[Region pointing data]

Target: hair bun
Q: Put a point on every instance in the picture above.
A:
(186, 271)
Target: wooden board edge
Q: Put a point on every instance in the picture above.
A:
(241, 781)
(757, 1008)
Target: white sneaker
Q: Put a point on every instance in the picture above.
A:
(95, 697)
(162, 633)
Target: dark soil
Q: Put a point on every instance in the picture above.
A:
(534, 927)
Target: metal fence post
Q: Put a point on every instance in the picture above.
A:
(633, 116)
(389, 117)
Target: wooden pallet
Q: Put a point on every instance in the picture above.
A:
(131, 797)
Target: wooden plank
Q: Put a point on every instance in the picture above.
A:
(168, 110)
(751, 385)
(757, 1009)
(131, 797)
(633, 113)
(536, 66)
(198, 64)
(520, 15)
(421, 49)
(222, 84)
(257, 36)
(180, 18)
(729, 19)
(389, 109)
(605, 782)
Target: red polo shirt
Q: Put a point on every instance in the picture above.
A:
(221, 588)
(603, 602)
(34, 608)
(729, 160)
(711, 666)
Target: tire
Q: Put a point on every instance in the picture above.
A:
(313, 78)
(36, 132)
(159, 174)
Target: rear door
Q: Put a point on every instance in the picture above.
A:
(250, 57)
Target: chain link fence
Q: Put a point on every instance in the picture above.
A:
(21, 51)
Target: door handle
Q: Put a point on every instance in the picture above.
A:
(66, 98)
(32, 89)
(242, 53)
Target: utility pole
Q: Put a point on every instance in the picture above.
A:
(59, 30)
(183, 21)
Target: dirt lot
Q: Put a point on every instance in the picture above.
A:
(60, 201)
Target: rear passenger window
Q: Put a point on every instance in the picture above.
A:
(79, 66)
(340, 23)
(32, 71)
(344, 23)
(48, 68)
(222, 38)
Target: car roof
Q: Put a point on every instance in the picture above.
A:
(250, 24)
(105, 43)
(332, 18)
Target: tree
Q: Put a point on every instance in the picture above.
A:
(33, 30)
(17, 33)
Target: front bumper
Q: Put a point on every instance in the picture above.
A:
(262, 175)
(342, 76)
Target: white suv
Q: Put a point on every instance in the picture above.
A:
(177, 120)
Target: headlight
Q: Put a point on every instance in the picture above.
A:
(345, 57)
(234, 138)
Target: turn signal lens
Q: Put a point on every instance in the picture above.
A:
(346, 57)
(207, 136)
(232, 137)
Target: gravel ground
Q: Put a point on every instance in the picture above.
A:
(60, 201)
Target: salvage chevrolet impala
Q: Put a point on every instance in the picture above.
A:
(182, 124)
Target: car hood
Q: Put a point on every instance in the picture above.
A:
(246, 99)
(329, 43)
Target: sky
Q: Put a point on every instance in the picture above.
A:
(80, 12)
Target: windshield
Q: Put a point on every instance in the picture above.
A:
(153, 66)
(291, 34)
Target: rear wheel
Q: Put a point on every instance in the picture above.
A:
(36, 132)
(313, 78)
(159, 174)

_How to complete this task_
Look through the data above and return each line where the string "rear" occurs.

_Task response_
Target: rear door
Target: rear passenger window
Target: rear wheel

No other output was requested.